— PROBLEM —
Down to the final line, write out the material beneath exactly, without pictures.

— DATA LISTING —
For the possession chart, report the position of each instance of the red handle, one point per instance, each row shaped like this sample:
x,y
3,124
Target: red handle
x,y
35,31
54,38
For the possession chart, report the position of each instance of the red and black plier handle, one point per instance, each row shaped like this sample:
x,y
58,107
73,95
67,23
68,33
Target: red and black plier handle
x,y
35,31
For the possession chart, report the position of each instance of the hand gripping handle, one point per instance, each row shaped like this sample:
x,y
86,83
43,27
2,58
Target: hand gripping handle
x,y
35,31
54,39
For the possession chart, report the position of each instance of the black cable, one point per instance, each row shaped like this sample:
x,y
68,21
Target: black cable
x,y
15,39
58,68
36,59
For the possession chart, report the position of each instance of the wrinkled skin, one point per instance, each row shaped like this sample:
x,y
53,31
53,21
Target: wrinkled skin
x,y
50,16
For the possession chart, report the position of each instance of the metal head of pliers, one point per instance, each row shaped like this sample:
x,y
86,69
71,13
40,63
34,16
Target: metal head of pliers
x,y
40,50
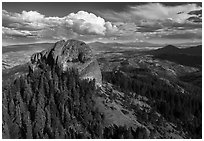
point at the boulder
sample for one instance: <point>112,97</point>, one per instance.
<point>70,54</point>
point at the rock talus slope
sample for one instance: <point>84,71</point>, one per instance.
<point>71,54</point>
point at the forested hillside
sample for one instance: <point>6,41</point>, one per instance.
<point>49,103</point>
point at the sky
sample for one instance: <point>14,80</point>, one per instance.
<point>160,23</point>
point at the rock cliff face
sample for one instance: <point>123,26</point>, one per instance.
<point>70,54</point>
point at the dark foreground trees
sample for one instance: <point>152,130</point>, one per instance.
<point>183,109</point>
<point>49,103</point>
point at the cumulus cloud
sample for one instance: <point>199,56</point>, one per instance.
<point>15,33</point>
<point>81,22</point>
<point>158,11</point>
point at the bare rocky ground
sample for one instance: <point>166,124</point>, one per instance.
<point>120,108</point>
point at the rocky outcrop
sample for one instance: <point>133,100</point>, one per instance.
<point>70,54</point>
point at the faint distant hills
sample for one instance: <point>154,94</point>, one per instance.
<point>24,47</point>
<point>191,56</point>
<point>170,49</point>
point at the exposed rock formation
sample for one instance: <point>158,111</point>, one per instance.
<point>71,54</point>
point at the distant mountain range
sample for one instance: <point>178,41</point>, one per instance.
<point>191,56</point>
<point>170,49</point>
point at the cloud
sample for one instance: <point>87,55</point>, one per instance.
<point>153,16</point>
<point>15,33</point>
<point>158,11</point>
<point>81,22</point>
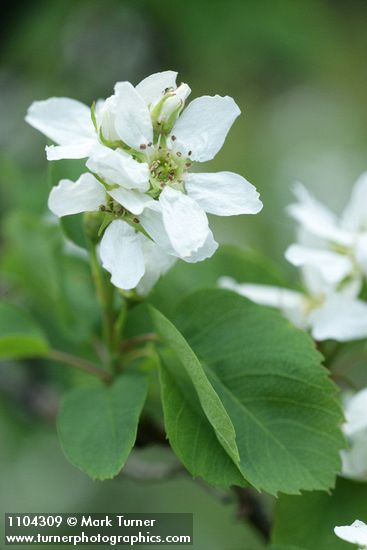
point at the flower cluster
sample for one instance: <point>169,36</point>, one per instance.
<point>332,256</point>
<point>354,459</point>
<point>140,145</point>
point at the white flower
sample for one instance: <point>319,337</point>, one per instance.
<point>355,533</point>
<point>336,246</point>
<point>354,459</point>
<point>140,144</point>
<point>329,314</point>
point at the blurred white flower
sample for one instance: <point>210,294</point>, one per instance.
<point>338,247</point>
<point>140,145</point>
<point>355,533</point>
<point>354,459</point>
<point>329,313</point>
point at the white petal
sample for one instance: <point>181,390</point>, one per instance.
<point>355,533</point>
<point>152,221</point>
<point>185,221</point>
<point>153,87</point>
<point>356,414</point>
<point>361,251</point>
<point>84,195</point>
<point>132,200</point>
<point>355,214</point>
<point>63,120</point>
<point>117,167</point>
<point>316,218</point>
<point>79,150</point>
<point>290,302</point>
<point>205,251</point>
<point>332,266</point>
<point>223,193</point>
<point>339,318</point>
<point>133,123</point>
<point>157,262</point>
<point>203,126</point>
<point>354,460</point>
<point>122,255</point>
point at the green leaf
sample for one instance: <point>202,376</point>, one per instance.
<point>73,227</point>
<point>245,266</point>
<point>269,377</point>
<point>209,400</point>
<point>190,433</point>
<point>20,337</point>
<point>309,520</point>
<point>97,425</point>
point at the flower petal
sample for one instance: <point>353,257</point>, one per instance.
<point>355,533</point>
<point>223,193</point>
<point>333,267</point>
<point>205,251</point>
<point>153,87</point>
<point>84,195</point>
<point>203,126</point>
<point>339,318</point>
<point>132,200</point>
<point>78,151</point>
<point>316,218</point>
<point>117,167</point>
<point>152,221</point>
<point>65,121</point>
<point>157,262</point>
<point>122,255</point>
<point>133,123</point>
<point>185,222</point>
<point>354,217</point>
<point>292,303</point>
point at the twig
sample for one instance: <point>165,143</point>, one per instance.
<point>79,363</point>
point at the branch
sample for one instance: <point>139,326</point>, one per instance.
<point>79,363</point>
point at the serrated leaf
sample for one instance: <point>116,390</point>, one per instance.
<point>20,337</point>
<point>209,400</point>
<point>245,266</point>
<point>97,425</point>
<point>269,377</point>
<point>190,433</point>
<point>309,520</point>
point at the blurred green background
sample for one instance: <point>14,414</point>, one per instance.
<point>297,69</point>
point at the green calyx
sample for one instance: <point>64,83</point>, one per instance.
<point>167,168</point>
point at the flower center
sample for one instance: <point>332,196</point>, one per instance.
<point>167,168</point>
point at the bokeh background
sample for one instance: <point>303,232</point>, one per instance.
<point>297,69</point>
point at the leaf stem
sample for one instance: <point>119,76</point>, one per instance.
<point>79,363</point>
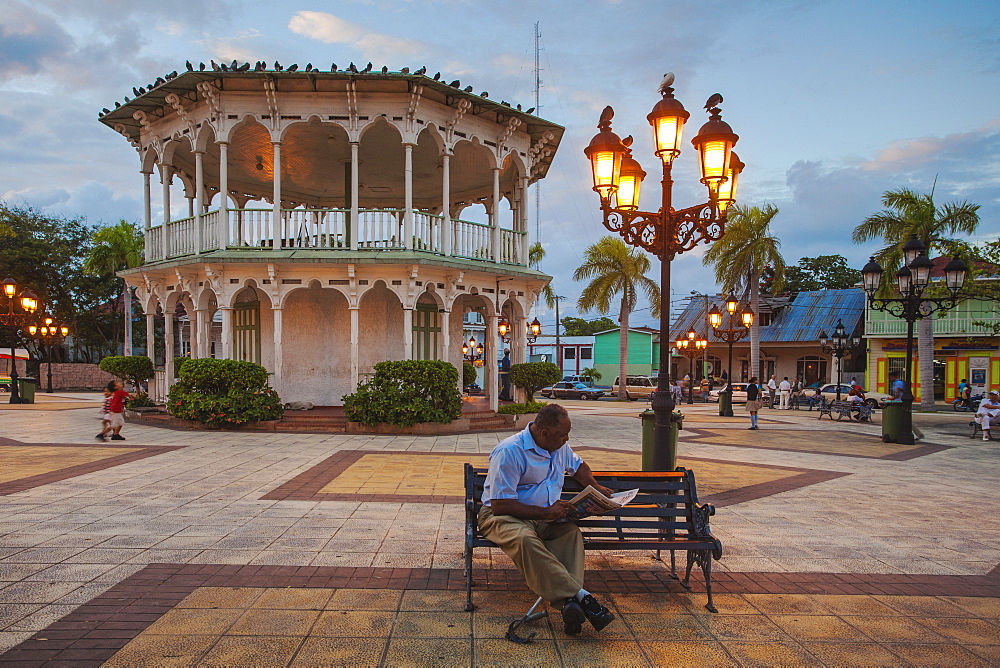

— FINAL ANSWER —
For the possession chart, report the position of each instance of the red handle, one point per instance, each row shaped like this sample:
x,y
3,124
Target: red handle
x,y
35,31
54,38
For the possession chart, report the position of each instance of the red and black plier handle, one point per instance, each row shaped like this sample:
x,y
58,107
73,95
67,23
68,33
Target: red and black plier handle
x,y
35,31
For the possession chart, report the position of each instance of the hand gripping handle, one point per instance, each row shaped like this sample:
x,y
86,83
43,27
2,58
Target: hand gripping handle
x,y
35,31
54,39
For the possession chart, report the position of each instance of the black cable, one point per instance, each row shaped like this sample:
x,y
68,21
Target: black cable
x,y
15,39
58,68
36,59
For the possession chart, report the position of each instance of the wrinkled skin, one point per instance, each row shaped like this sample:
x,y
53,31
53,21
Target: wrinkled skin
x,y
50,16
For the possession chart, report the position of each instance of the metal head of pliers, one point per instance, each row shaped like this sample:
x,y
86,69
71,13
40,63
34,16
Target: metal head of pliers
x,y
40,50
point at the boulder
sample for one instance: <point>112,97</point>, one per instance.
<point>70,54</point>
point at the rock talus slope
sample for one instance: <point>84,71</point>, one per instance.
<point>71,54</point>
point at the forested hillside
sample for one instance: <point>6,41</point>, one per instance.
<point>49,103</point>
point at the sky
sample for one instance: <point>14,80</point>, one per instance.
<point>160,23</point>
point at the rock cliff face
sample for one instance: <point>123,26</point>, one per instance.
<point>70,54</point>
point at the dark foreground trees
sample for one instance: <point>152,130</point>, one per instance.
<point>183,109</point>
<point>49,103</point>
point at the cumulus cloud
sample for one instance: <point>199,56</point>, one per instance.
<point>15,33</point>
<point>81,22</point>
<point>158,11</point>
point at the bare rocky ground
sample for one instance: <point>166,124</point>, one per instance.
<point>120,108</point>
point at the rocky outcrop
sample for one instance: <point>133,100</point>, one per instance.
<point>70,54</point>
point at the faint distant hills
sample for one instance: <point>154,94</point>, one per instance.
<point>24,47</point>
<point>191,56</point>
<point>170,49</point>
point at the exposed rock formation
sample for one instance: <point>158,111</point>, one per instance.
<point>71,54</point>
point at the distant mountain range
sample for one instance: <point>178,41</point>, one per instance.
<point>191,56</point>
<point>170,49</point>
point at the cloud
sample for one instance: <point>87,55</point>, one per instance.
<point>153,16</point>
<point>15,33</point>
<point>158,11</point>
<point>81,22</point>
point at the flower cluster
sample for one instance: <point>169,36</point>, one per instance.
<point>332,256</point>
<point>354,459</point>
<point>140,145</point>
point at the white flower
sample for one instance: <point>319,337</point>, one per instance.
<point>355,533</point>
<point>336,246</point>
<point>354,459</point>
<point>140,144</point>
<point>329,314</point>
point at the blurred white flower
sample for one instance: <point>210,294</point>, one per instance.
<point>338,247</point>
<point>140,145</point>
<point>355,533</point>
<point>354,459</point>
<point>329,313</point>
point at the white petal
sample for one instance: <point>181,390</point>, one per instance.
<point>355,533</point>
<point>152,221</point>
<point>185,221</point>
<point>153,87</point>
<point>356,414</point>
<point>361,251</point>
<point>84,195</point>
<point>132,200</point>
<point>355,214</point>
<point>63,120</point>
<point>117,167</point>
<point>316,218</point>
<point>79,150</point>
<point>290,302</point>
<point>205,251</point>
<point>332,266</point>
<point>223,193</point>
<point>339,318</point>
<point>133,123</point>
<point>157,262</point>
<point>203,126</point>
<point>354,460</point>
<point>122,255</point>
point at the green leaf
sample for one instance: <point>202,376</point>, one per instance.
<point>73,227</point>
<point>245,266</point>
<point>269,377</point>
<point>209,400</point>
<point>190,433</point>
<point>20,337</point>
<point>309,520</point>
<point>97,425</point>
point at the flower petal
sample for one instance: <point>353,257</point>, one per instance.
<point>355,533</point>
<point>223,193</point>
<point>333,267</point>
<point>205,251</point>
<point>153,87</point>
<point>84,195</point>
<point>203,126</point>
<point>339,318</point>
<point>132,200</point>
<point>78,151</point>
<point>316,218</point>
<point>117,167</point>
<point>152,221</point>
<point>65,121</point>
<point>157,262</point>
<point>122,255</point>
<point>133,123</point>
<point>185,222</point>
<point>354,217</point>
<point>292,303</point>
point at the twig
sample for one instance: <point>165,143</point>, one per instance.
<point>79,363</point>
point at the branch
sample for one instance: <point>139,326</point>, one per instance.
<point>79,363</point>
point at the serrated leaf
sample for one instance: <point>116,390</point>, one per instance.
<point>20,337</point>
<point>209,400</point>
<point>245,266</point>
<point>97,425</point>
<point>269,377</point>
<point>190,433</point>
<point>309,520</point>
point at the blurred green background
sample for one instance: <point>14,414</point>, one per instance.
<point>297,69</point>
point at the green calyx
sample for one instance: <point>64,83</point>, one per instance.
<point>167,168</point>
point at the flower center
sample for one instance: <point>332,196</point>, one per instance.
<point>167,168</point>
point at the bokeh background
sample for one instance: <point>303,232</point>, one per instance.
<point>297,69</point>
point at the leaf stem
sample for one instance: <point>119,76</point>, one per instance.
<point>79,363</point>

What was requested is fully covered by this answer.